## [Task item]
Copy each of the records exactly; leave nothing out.

----------------------------------------

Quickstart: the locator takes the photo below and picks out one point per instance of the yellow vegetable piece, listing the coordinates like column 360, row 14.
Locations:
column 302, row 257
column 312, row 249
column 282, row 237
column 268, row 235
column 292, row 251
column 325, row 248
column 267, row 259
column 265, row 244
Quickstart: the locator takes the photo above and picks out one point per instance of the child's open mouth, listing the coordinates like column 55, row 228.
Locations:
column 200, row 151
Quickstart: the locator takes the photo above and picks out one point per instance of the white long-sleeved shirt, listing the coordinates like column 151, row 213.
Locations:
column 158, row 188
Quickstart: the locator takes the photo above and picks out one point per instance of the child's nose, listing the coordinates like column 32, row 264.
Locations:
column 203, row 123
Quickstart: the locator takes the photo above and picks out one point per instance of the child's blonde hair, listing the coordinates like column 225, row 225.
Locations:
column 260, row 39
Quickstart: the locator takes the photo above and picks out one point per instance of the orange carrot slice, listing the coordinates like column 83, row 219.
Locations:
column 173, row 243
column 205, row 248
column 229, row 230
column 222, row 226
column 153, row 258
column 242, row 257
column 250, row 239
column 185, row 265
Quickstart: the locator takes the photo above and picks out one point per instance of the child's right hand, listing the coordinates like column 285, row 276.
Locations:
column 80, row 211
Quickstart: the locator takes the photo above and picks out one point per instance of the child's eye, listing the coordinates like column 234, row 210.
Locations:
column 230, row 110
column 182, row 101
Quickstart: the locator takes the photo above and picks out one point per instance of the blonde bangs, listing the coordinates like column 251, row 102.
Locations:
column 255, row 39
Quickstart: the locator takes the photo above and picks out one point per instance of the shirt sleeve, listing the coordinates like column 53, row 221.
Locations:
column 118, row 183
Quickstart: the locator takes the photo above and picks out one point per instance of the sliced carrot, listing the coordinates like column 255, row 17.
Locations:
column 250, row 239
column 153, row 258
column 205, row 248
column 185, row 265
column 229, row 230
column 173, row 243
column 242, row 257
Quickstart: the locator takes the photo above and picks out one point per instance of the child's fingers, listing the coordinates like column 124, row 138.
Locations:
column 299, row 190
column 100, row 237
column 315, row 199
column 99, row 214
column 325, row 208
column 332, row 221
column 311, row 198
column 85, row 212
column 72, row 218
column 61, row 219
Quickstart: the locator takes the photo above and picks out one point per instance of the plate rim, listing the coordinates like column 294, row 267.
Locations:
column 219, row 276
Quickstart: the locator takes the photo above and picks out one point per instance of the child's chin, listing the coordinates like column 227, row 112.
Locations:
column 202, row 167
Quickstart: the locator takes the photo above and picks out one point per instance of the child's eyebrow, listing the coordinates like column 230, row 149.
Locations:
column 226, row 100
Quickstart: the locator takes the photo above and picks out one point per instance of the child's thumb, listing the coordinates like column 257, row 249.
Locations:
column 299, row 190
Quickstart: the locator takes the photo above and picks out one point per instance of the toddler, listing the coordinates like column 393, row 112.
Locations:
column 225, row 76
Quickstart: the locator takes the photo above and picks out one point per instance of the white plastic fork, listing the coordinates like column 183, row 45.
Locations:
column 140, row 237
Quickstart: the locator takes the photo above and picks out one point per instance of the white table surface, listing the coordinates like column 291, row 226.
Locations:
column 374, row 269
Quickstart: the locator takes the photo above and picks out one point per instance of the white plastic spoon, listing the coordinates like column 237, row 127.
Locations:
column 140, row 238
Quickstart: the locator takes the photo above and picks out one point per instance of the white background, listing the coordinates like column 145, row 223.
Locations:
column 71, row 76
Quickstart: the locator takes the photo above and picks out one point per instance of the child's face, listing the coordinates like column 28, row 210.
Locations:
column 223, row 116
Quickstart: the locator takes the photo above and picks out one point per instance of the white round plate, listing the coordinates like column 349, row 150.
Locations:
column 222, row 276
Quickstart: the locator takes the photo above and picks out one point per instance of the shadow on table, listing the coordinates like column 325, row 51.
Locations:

----------------------------------------

## [Output of the exercise]
Quickstart: the locator takes the photo below and picks out one point per instance of the yellow vegetable piece, listing the coordinates like column 360, row 14.
Locations:
column 302, row 257
column 312, row 249
column 282, row 237
column 268, row 235
column 292, row 251
column 325, row 248
column 267, row 259
column 265, row 244
Quickstart: the locator takes the photo above and picks out one point per instance of the child's open mouth, listing the coordinates like column 55, row 228.
Locations:
column 200, row 151
Quickstart: the locator takes the photo above and picks out one point per instance of the white long-sleeved shirt, listing the coordinates like column 151, row 213.
Locations:
column 158, row 188
Quickstart: the locator takes the photo above and picks out one point per instance of the child's nose, listing the coordinates like column 32, row 264.
Locations:
column 203, row 123
Quickstart: the locator takes the photo above and picks out one point per instance of the child's blonde hair, listing the coordinates like column 225, row 225.
Locations:
column 260, row 39
Quickstart: the locator takes the photo above and picks out one point per instance of the orange carrot slice, listing the coordinates like column 83, row 219.
Locations:
column 173, row 243
column 205, row 248
column 229, row 230
column 222, row 226
column 153, row 258
column 242, row 257
column 250, row 239
column 185, row 265
Quickstart: the locator takes the photo above and picks out one point per instance of the child's right hand, listing the coordinates like column 285, row 276.
Locations:
column 80, row 211
Quickstart: the locator takes the photo above and picks out one point per instance of the child's eye, listing the coordinates like column 234, row 210.
Locations:
column 230, row 110
column 182, row 101
Quickstart: the locator takes the photo above and picks out one point per instance of the blonde bangs, listing the coordinates like column 251, row 102.
Locations:
column 255, row 39
Quickstart: the locator takes the photo above and picks out one point per instance of the shirt sleeve, listing the coordinates like column 53, row 221.
Locations:
column 118, row 183
Quickstart: the locator takes the photo above and picks out one point per instance of the sliced carrot, listing the coordinates like column 255, row 17.
Locations:
column 250, row 239
column 153, row 258
column 205, row 248
column 185, row 265
column 229, row 230
column 173, row 243
column 242, row 257
Quickstart: the locator takes the photo above and picks out one point per instance of the child's fingers, listing the coordinates like column 124, row 138.
Locations:
column 299, row 190
column 100, row 237
column 315, row 199
column 99, row 214
column 325, row 208
column 332, row 221
column 311, row 198
column 85, row 212
column 72, row 218
column 61, row 219
Quickstart: the locator takes the photo above and picks out one point per instance of the plate rim, listing the coordinates like column 294, row 267.
Locations:
column 219, row 276
Quickstart: the locator takes the photo above and picks out one point per instance of the child's chin, listing the coordinates like column 227, row 112.
Locations:
column 202, row 167
Quickstart: the locator takes the photo above and picks out one point per instance of the child's eyebrow, listing the coordinates like column 230, row 149.
Locations:
column 226, row 100
Quickstart: the locator takes the photo above and picks out one point per instance of the child's thumb, listing the coordinates like column 257, row 249.
Locations:
column 299, row 190
Quickstart: the locator takes the photo above and picks out one point per instance of the toddler, listing the coordinates like column 393, row 112.
Locations:
column 225, row 76
Quickstart: the locator takes the photo above and picks out one point per instance of the white plastic fork, listing the coordinates like column 183, row 45.
Locations:
column 140, row 237
Quickstart: the locator takes the photo above and picks out one point per instance of the white table surface, listing the coordinates like column 291, row 226.
Locations:
column 374, row 269
Quickstart: the locator takes the photo above and picks out one point per instance of the white plastic spoon, listing the coordinates like column 237, row 127.
Locations:
column 140, row 238
Quickstart: the locator takes the photo above and picks out one point per instance of the white background, listing the coordinates like column 145, row 223.
Locations:
column 71, row 76
Quickstart: the locator takes the photo above and picks out one point per instance of the child's face, listing the coordinates like column 28, row 210.
Locations:
column 223, row 116
Quickstart: the locator takes the photo above and picks out one point per instance of the white round plate, listing the coordinates like column 349, row 150.
Locations:
column 222, row 276
Quickstart: the locator takes the photo above and picks out one point per instance of the shadow on table, listing the coordinates like column 325, row 51.
Locations:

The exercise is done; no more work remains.